Written problem: Pick out every line of the material below that contains the word "Segment", and copy each such line.

Raw records:
((
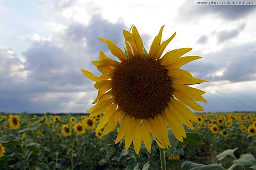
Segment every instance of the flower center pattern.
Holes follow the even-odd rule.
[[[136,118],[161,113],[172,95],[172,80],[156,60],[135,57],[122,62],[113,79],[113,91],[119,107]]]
))
((
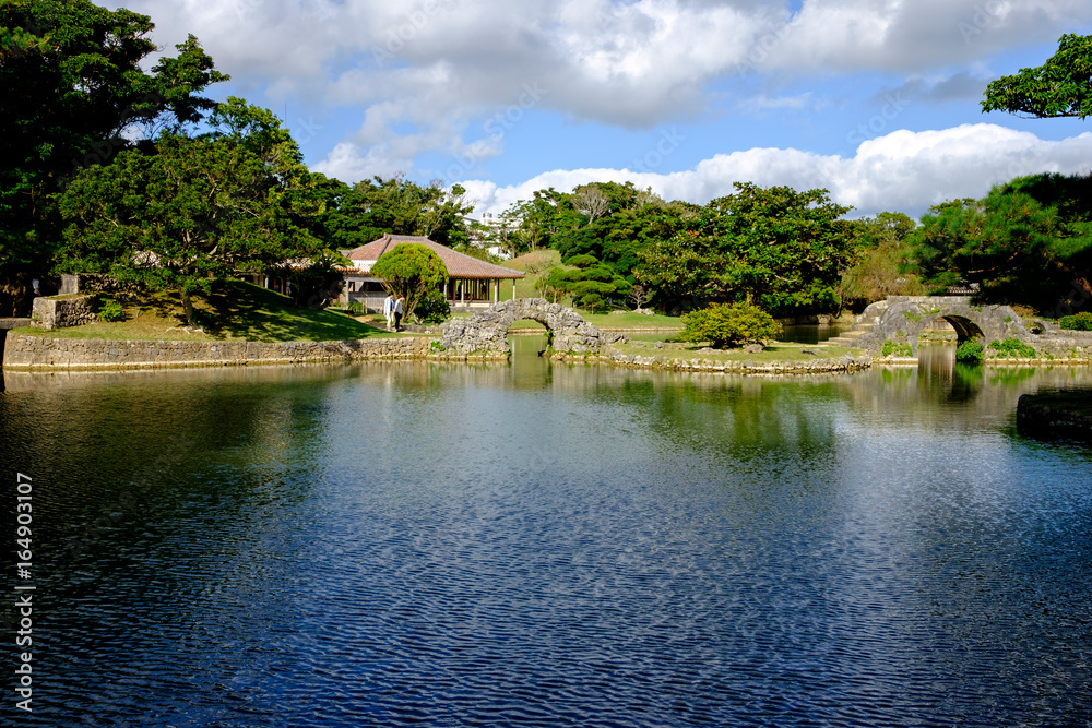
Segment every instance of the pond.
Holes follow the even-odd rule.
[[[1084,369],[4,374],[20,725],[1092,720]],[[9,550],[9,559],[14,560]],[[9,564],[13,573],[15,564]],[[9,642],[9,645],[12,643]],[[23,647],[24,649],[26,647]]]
))
Answer:
Segment every instance of the flower center pattern.
Segment every instance of the pond.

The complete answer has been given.